TASK REQUIREMENTS: Please print the entries exactly, omitting each image.

[[ RECORDS SUPPLIED, beginning ]]

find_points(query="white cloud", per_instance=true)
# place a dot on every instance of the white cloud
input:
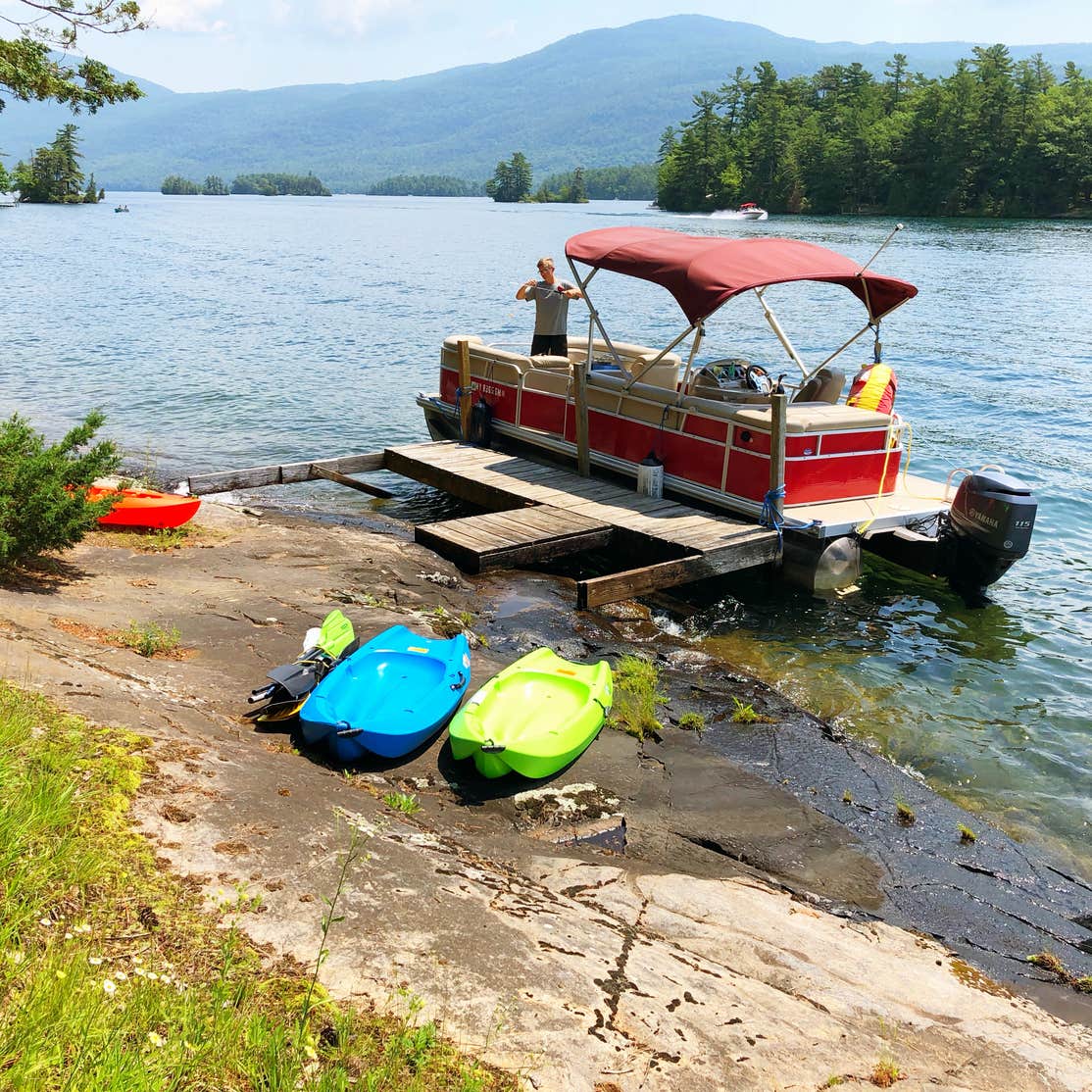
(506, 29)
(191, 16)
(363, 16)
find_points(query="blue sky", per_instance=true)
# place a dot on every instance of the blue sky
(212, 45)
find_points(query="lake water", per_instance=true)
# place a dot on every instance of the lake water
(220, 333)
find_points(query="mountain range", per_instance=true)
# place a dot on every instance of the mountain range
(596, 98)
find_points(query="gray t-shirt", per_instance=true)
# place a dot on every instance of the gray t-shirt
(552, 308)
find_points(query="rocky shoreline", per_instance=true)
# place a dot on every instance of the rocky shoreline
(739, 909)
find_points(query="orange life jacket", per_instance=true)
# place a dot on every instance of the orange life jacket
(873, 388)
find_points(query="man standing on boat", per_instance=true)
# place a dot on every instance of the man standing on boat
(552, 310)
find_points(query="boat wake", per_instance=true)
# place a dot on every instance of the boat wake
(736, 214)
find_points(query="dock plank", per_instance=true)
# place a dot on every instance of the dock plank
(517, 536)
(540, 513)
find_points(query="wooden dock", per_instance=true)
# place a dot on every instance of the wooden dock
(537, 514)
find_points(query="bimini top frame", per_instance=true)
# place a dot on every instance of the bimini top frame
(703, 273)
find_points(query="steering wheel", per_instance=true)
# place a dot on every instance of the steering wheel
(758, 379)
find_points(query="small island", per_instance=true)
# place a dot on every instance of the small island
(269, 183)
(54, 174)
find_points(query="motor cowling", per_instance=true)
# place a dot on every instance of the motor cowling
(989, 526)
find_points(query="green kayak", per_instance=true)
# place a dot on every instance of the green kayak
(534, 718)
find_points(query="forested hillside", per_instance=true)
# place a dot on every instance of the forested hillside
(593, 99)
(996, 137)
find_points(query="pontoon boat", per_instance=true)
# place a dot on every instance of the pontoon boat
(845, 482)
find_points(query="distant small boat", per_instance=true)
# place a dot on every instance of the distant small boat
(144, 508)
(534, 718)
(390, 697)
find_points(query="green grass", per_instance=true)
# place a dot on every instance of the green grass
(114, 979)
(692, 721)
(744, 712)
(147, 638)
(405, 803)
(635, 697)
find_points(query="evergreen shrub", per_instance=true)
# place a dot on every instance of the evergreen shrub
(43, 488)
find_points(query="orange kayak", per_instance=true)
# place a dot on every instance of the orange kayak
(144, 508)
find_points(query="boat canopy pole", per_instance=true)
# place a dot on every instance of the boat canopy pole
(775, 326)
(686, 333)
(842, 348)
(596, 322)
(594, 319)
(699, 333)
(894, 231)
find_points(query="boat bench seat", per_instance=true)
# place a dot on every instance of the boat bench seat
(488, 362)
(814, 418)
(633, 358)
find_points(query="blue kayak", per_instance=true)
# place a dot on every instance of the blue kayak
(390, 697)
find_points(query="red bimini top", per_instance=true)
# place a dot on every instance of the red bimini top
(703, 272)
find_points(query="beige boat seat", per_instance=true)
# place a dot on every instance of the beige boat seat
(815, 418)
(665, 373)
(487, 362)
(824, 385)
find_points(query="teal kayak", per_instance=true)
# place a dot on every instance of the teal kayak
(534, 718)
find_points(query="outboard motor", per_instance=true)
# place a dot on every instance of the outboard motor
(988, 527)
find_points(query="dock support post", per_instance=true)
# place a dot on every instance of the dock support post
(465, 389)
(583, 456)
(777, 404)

[[ RECORDS SUPPLIED, end ]]

OUTPUT FOR THIS EXERCISE:
find_points(query="white cloud", per_instance=true)
# place a dot on every instance of the white cloud
input:
(506, 29)
(191, 16)
(363, 16)
find_points(query="blue sky", per_instance=true)
# place a dot on every instance of the blue sky
(212, 45)
find_points(query="lake water", per_instance=true)
# place a dot on every instance of the lake water
(220, 333)
find_points(query="mountain range", per_instance=true)
# place a dot on every instance of the mountain range
(596, 98)
find_points(query="gray t-shirt", per_instance=true)
# place a dot on every instance of the gray t-shirt
(552, 308)
find_points(query="rocky shoreline", per_instance=true)
# place a dot on every instance of the rocky shoreline
(739, 909)
find_points(query="orange life jacket", per_instance=true)
# place a dot on every instance of the orange life jacket
(873, 388)
find_points(query="man standing on boat", per_instance=true)
# place a dot on every instance of the man standing on boat
(552, 310)
find_points(query="boat wake", per_instance=true)
# place a dot on every instance of the boat wake
(736, 214)
find_points(query="dock plank", per_instance=true)
# place a dot on every instance of the dock plank
(517, 536)
(540, 513)
find_points(query="wooden dock", per_instance=true)
# place a dot on every instance of the wooden dock
(537, 514)
find_points(query="bimini top frame", per_instance=true)
# place a dot on every instance of the bimini top frame
(703, 273)
find_points(query="steering wheel", per_instance=true)
# place a dot on every instance of the steering wheel
(758, 379)
find_points(query="small island", per_instance=true)
# place a dot on every instance of the small island
(269, 183)
(54, 174)
find_points(query="motor cowling", per_instance=true)
# place a dot on every instance of the motor cowling
(989, 526)
find_points(query="green kayak", per_instance=true)
# place a dot on every instance of the green kayak
(534, 718)
find_points(query="forested hillside", per_instance=true)
# place a dot on every instance of the forested hillside
(593, 99)
(996, 137)
find_points(query="pontoon boat", per_instance=true)
# place a dot on every instance of the pontoon boat
(845, 482)
find_points(query="distant small boat", per_instance=true)
# place a dot on every instance of the distant small boat
(144, 508)
(534, 718)
(390, 697)
find_points(query="green grass", per_instance=true)
# place a dot on every instance of the green grass
(114, 979)
(692, 721)
(744, 712)
(147, 638)
(405, 803)
(635, 697)
find_points(query="evergreen shrub", per_instance=true)
# place a dot on every instance of the evergreen shrub
(43, 488)
find_points(query="orange kayak", per_instance=true)
# place a dot on every instance of the orange kayak
(144, 508)
find_points(query="boat canopy pole", per_instance=true)
# place a dot on every instance of the boat canopy pole
(775, 326)
(686, 333)
(842, 348)
(596, 322)
(594, 319)
(699, 333)
(894, 231)
find_points(query="boat bench seat", per_instance=true)
# place a dot on every instance of the boat bench seat
(488, 362)
(814, 418)
(633, 358)
find_points(query="blue kayak", per_instance=true)
# place a dot on every instance of the blue kayak
(390, 697)
find_points(query="red bimini top", per_instance=true)
# place a dot on every instance of the red bimini top
(703, 272)
find_points(query="beige boat seat", per_instance=true)
# place a dot on every instance of the beige boat seat
(815, 418)
(665, 373)
(487, 362)
(824, 385)
find_points(query="teal kayak", per_instance=true)
# place a dot on every instance of the teal kayak
(534, 718)
find_points(query="outboard motor", per_instance=true)
# place a dot on every instance of the outboard motor
(988, 527)
find_points(query="dock support post", per_instance=true)
# place a dot on every instance of the dock support post
(465, 389)
(583, 456)
(777, 404)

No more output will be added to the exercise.